Excerpted text.
-------

Both of graph is plotted using wolframalpha, for the u-functions :
y(t)=3u(t+3)-2u(t-2)-2u(t-4)
Wolfram alpha would be good for checking your work, but you should first try to do the graphs manually.
The 3u(t+3) function is correct, but for -2u(t-4), i think it should have a line starts from (2;-2)
Why would you think that? The function -2u(t-4) "activates" at t=4.
but the graph only shows a line starts from (4;-1)
(4,-1) is correct.
and where is the line for -2u(t-2). Where does the line start from (2;1) to (4;1) come from ?
That would be from the third time interval (I3), below:
Realize that y(t)=3u(t+3)-2u(t-2)-2u(t-4) is composed of 4 time intervals:
I1: -∞ < t < -3 [nothing is happening because no u-function is "active" --for amplitude, think 0]
I2: -3 <= t < 2 [3u(t+3) is the only "active" --for amplitude, think 3]
I3:
2 <= t <
4, [3u(t+3) AND -2u(t-2) are both "active" --for amplitude, think 3-2]
I4: 4 <= t < ∞, [3u(t+3) AND -2u(t-2) AND -2u(t-4) are all "active" --for amplitude, think 3-2-2 ]

-------

Raw data.
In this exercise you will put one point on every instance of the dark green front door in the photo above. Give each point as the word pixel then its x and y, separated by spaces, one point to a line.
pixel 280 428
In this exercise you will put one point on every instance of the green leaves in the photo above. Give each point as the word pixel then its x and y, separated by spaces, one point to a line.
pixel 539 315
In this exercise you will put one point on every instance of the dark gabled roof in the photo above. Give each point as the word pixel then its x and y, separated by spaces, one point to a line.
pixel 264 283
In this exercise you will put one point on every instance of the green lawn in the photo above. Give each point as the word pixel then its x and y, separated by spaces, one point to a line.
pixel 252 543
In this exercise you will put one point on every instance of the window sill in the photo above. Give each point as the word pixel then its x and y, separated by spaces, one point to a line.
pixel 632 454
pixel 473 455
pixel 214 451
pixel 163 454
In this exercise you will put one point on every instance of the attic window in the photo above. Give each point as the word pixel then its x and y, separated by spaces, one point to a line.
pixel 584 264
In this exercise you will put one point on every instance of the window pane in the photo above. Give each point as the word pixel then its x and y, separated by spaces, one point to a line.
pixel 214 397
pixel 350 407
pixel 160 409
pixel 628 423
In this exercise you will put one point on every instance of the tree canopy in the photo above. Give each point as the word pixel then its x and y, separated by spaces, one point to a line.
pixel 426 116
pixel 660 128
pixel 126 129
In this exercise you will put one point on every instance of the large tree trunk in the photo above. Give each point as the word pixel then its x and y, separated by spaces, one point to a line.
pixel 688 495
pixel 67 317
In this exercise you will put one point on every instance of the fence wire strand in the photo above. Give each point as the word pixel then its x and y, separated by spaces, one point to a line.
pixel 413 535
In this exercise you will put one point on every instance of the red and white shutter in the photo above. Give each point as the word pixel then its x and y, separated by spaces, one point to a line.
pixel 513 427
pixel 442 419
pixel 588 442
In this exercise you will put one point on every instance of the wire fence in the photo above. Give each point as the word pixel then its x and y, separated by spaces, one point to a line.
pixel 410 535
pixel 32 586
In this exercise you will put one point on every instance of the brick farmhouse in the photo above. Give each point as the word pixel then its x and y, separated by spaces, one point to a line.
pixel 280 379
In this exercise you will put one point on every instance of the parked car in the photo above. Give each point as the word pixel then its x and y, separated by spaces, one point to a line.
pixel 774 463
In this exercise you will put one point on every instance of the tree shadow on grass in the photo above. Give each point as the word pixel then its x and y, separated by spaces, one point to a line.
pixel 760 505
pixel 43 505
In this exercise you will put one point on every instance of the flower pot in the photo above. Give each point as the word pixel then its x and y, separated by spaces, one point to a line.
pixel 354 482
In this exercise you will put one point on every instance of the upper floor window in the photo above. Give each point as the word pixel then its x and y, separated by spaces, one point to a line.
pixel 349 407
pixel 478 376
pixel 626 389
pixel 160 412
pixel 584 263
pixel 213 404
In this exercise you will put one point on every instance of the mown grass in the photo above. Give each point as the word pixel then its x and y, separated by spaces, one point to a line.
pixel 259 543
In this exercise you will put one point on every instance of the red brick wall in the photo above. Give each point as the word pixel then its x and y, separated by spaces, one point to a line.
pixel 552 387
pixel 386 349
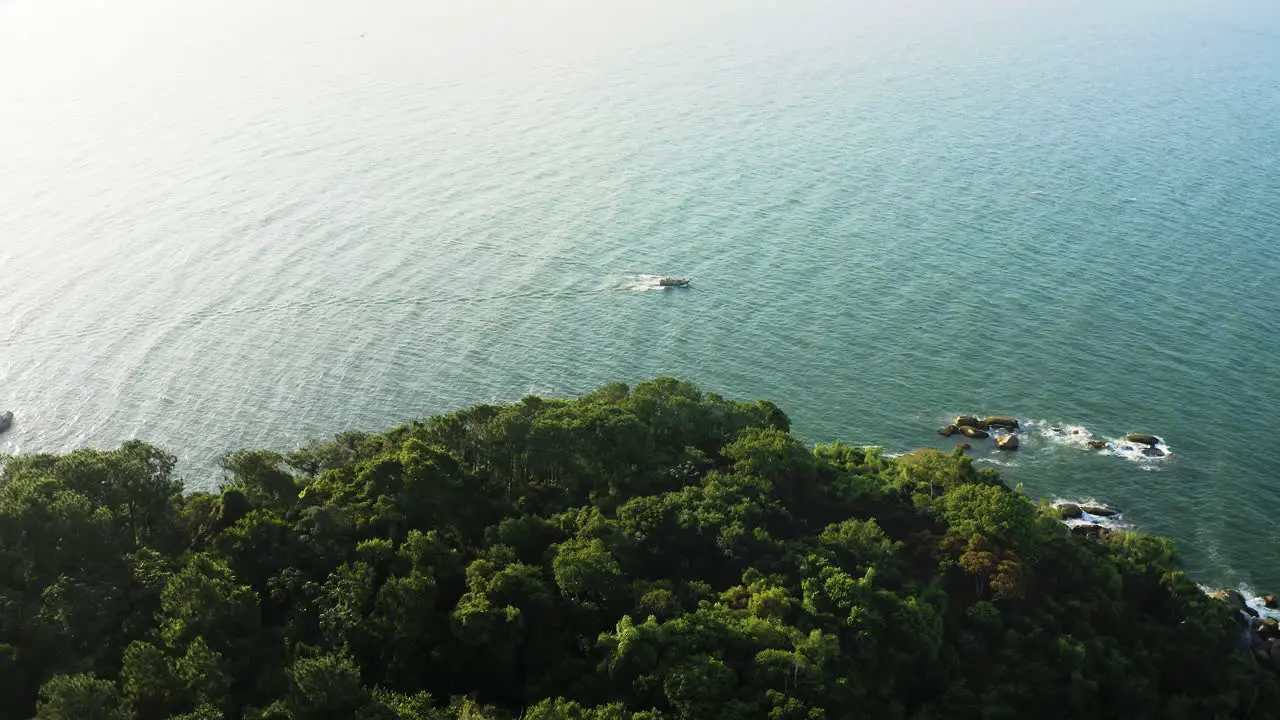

-------

What to work on.
1. In the thread on unit step functions, what is asked below?
(a) At what value of t does -2u(t-4) "activate"?
(b) Over which time interval is 3u(t+3) the only active function?
(c) Which point is confirmed as correct?
2. Can you copy the part of the thread on unit step functions starting with "The 3u(t+3) function" and going on through "come from ?"?

Solved problems.
1.
(a) At t=4.
(b) -3 <= t < 2.
(c) (4,-1).

2.
The 3u(t+3) function is correct, but for -2u(t-4), i think it should have a line starts from (2;-2)
Why would you think that? The function -2u(t-4) "activates" at t=4.
but the graph only shows a line starts from (4;-1)
(4,-1) is correct.
and where is the line for -2u(t-2). Where does the line start from (2;1) to (4;1) come from ?